**Task description:** Up to and including the line that contains "A sample in", return every line from the start of the data, unchanged.

**Provided entries:**
· · · ·

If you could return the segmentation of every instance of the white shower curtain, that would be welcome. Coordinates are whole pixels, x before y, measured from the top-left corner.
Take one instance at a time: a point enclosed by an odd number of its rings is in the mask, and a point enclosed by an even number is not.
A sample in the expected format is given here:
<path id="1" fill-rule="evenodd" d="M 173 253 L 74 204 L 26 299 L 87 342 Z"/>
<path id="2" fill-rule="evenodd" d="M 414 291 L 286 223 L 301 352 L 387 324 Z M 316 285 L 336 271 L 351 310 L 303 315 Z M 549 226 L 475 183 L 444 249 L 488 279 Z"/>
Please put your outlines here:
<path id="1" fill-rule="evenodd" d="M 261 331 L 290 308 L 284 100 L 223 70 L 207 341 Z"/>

· · · ·

**Finished exercise:**
If you could return the segmentation of every instance of the white shower curtain, that would be welcome. Coordinates are whole pixels, x before y, measured from the top-left corner.
Take one instance at a time: a point enclosed by an odd number of its rings is in the mask, and a point enclosed by an even number is not.
A sample in the expected format is given here:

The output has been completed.